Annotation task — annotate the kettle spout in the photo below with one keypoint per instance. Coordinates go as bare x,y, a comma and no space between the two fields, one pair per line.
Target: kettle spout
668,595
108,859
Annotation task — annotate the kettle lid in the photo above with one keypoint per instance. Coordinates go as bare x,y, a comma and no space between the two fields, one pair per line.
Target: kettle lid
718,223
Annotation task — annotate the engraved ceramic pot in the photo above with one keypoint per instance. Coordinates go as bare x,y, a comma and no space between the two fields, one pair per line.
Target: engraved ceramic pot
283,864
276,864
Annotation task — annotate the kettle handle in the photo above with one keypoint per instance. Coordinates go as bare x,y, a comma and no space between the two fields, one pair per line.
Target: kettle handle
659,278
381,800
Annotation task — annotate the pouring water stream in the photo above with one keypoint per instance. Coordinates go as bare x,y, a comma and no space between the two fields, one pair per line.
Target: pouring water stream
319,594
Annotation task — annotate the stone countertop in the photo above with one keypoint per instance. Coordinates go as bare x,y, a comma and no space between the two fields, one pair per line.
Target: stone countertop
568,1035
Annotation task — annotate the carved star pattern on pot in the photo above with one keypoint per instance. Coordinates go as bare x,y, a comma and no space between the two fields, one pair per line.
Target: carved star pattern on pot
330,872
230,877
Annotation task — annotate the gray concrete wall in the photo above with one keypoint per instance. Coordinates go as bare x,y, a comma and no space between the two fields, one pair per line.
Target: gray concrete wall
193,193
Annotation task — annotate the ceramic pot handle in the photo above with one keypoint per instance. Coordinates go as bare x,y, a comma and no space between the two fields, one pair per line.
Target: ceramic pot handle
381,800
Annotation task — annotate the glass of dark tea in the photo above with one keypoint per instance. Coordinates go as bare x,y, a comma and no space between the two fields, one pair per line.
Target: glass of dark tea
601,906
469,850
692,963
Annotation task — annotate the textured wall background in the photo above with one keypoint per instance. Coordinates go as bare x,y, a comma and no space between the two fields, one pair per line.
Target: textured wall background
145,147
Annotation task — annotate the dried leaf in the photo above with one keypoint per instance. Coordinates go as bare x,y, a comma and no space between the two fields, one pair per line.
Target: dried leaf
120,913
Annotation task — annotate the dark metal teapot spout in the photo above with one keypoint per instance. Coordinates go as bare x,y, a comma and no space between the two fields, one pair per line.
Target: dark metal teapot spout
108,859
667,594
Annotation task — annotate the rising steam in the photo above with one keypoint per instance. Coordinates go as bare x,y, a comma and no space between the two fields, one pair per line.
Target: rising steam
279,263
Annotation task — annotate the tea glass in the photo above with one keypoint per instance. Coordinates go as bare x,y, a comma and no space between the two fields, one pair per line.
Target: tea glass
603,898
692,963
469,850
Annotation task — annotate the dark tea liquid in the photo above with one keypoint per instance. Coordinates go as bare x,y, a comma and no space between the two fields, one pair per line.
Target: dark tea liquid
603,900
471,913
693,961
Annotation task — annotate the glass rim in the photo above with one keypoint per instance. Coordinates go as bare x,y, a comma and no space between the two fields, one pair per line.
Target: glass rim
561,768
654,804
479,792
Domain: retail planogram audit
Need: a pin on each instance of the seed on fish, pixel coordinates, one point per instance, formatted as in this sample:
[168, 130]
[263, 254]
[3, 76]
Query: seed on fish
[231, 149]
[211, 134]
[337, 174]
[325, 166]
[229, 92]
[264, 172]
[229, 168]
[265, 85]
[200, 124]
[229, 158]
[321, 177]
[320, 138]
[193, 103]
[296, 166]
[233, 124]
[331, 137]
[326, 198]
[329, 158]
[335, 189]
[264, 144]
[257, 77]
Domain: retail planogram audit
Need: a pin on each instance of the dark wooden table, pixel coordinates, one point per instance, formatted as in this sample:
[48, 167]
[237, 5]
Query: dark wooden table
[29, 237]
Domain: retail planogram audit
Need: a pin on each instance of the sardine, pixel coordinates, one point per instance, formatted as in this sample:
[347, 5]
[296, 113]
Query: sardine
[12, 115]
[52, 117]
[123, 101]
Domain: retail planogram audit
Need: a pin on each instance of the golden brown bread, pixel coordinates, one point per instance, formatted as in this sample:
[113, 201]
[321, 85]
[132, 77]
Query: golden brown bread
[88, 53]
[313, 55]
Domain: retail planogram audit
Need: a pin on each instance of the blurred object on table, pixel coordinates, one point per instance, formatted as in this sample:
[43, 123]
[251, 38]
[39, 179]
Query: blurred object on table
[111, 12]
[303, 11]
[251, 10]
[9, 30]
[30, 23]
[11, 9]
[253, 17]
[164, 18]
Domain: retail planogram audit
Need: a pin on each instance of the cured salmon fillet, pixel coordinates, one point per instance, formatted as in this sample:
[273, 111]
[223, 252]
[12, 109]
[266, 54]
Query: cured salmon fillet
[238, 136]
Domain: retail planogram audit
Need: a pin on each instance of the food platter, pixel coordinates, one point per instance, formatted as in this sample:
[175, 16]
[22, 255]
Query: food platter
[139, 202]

:: Stated goal ::
Gather every line in the records above that contains the string "glass", and copy each one in full. Case counts.

:: Result ::
Annotation task — annotate the glass of dark tea in the photo above with one keypoint per instance. Coordinates go as bare x,y, a comma and no space between the two fields, one pair per line.
Target: glass of dark tea
Annotation task — annotate the tea glass in the photo above with one keypoint per instance. Coordinates go as bare x,y, a comma and no space between the two fields, one pair per line.
Target: tea glass
Annotation task — annotate the glass rim in the photo above with one keypoint per instance. Coordinates go as bare x,y, a comma and no space between the two fields, one pair per line.
Target: glass rim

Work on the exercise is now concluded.